Take the data below and repeat it exactly.

• • • • • • •

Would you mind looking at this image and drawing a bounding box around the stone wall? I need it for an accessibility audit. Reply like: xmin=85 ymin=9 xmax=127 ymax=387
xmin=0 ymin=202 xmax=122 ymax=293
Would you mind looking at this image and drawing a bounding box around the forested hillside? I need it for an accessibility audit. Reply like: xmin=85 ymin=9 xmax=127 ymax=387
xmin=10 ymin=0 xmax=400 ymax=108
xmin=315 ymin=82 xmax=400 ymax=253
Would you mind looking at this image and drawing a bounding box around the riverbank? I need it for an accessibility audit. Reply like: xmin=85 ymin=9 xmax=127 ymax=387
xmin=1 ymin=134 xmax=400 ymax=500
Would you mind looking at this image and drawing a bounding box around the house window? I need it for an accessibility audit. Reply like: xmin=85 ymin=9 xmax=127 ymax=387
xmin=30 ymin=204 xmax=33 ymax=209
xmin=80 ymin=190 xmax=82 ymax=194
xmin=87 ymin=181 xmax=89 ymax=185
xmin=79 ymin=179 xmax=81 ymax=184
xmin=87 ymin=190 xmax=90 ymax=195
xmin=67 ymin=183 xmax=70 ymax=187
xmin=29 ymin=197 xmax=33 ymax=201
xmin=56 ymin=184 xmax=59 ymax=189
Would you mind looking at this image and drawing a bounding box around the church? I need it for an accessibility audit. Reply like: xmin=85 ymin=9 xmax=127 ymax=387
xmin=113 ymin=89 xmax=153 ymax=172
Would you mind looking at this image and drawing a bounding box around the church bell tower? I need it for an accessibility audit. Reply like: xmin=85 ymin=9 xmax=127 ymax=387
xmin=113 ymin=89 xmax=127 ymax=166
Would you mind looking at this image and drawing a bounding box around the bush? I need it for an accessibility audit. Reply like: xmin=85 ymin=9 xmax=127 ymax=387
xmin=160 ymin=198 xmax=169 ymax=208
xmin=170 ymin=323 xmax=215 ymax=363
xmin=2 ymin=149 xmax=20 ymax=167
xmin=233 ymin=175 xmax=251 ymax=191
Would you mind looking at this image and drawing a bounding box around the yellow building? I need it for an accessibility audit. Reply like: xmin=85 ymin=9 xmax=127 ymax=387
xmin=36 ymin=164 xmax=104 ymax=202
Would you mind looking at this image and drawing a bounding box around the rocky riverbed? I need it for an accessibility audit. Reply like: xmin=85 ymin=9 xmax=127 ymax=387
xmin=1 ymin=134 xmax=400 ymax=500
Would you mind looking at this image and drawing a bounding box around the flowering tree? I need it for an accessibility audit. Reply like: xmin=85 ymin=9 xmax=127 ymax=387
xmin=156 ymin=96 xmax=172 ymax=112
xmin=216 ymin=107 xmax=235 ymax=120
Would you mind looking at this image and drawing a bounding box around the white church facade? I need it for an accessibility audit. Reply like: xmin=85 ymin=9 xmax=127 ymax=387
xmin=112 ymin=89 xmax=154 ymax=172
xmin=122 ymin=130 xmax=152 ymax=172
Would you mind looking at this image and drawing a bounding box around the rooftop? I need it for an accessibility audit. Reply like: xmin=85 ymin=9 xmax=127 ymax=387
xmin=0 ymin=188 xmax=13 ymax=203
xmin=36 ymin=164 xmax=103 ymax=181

• • • • • • •

-- Solution --
Would you mind looking at this image and drawing a bounding box around the stone wall? I need it for an accessibility audit. Reply like: xmin=85 ymin=9 xmax=127 ymax=387
xmin=0 ymin=202 xmax=122 ymax=293
Would you mind looking at this image and drawing a bounding box around the forested hillside? I need it for an accessibility audit. Reply like: xmin=85 ymin=9 xmax=127 ymax=387
xmin=10 ymin=0 xmax=400 ymax=108
xmin=315 ymin=82 xmax=400 ymax=253
Would you mind looking at this image and drawing a bounding box around the riverbank? I need it for an accessibility audit. Reply like: xmin=85 ymin=9 xmax=127 ymax=387
xmin=1 ymin=134 xmax=400 ymax=500
Would you mind looking at this image and drawing a bounding box around the house window? I need it for an accessibility audit. Reply like: xmin=85 ymin=9 xmax=127 ymax=387
xmin=30 ymin=204 xmax=33 ymax=209
xmin=80 ymin=190 xmax=82 ymax=194
xmin=87 ymin=181 xmax=89 ymax=185
xmin=79 ymin=179 xmax=81 ymax=184
xmin=87 ymin=190 xmax=90 ymax=195
xmin=67 ymin=183 xmax=70 ymax=187
xmin=29 ymin=197 xmax=33 ymax=201
xmin=56 ymin=184 xmax=59 ymax=189
Would you mind looking at this image and drawing a bounding box around the church? I need it for an accessibility audit. Reply like: xmin=85 ymin=9 xmax=127 ymax=387
xmin=113 ymin=89 xmax=153 ymax=172
Would you mind looking at this image and drawing a bounding box around the church bell tower? I need it for an accessibility audit. Reply like: xmin=85 ymin=9 xmax=127 ymax=387
xmin=113 ymin=89 xmax=127 ymax=166
Would you mind looking at this image and drawing a bounding box around the bush? I need it for an accessibility audit. Reply like: xmin=85 ymin=9 xmax=127 ymax=387
xmin=160 ymin=198 xmax=169 ymax=208
xmin=170 ymin=323 xmax=215 ymax=363
xmin=2 ymin=149 xmax=20 ymax=167
xmin=233 ymin=175 xmax=251 ymax=191
Would you mind looking at this image and drawing a bounding box around the yellow building? I need it for an accessibility audit. Reply like: xmin=85 ymin=9 xmax=127 ymax=387
xmin=36 ymin=164 xmax=104 ymax=202
Would you mind looking at this image and drawing a bounding box around the rocky riverbed? I need it for an accessibility audit. Reply like: xmin=85 ymin=9 xmax=127 ymax=387
xmin=1 ymin=134 xmax=400 ymax=500
Would you mind looking at this image and drawing a bounding box around the flowering tree? I need it for an accessibility audit. Reply like: xmin=85 ymin=9 xmax=127 ymax=387
xmin=156 ymin=96 xmax=172 ymax=112
xmin=216 ymin=107 xmax=235 ymax=120
Would you mind looking at this image and drawing a bounding box around the white church facade? I need it for an accessibility audit. Reply like: xmin=85 ymin=9 xmax=127 ymax=387
xmin=112 ymin=89 xmax=154 ymax=172
xmin=122 ymin=130 xmax=152 ymax=172
Would you mind looking at this image and drawing a bounding box around the rooftop? I need it for an accessibility audit. Reply like: xmin=85 ymin=9 xmax=127 ymax=387
xmin=0 ymin=188 xmax=13 ymax=203
xmin=36 ymin=164 xmax=103 ymax=181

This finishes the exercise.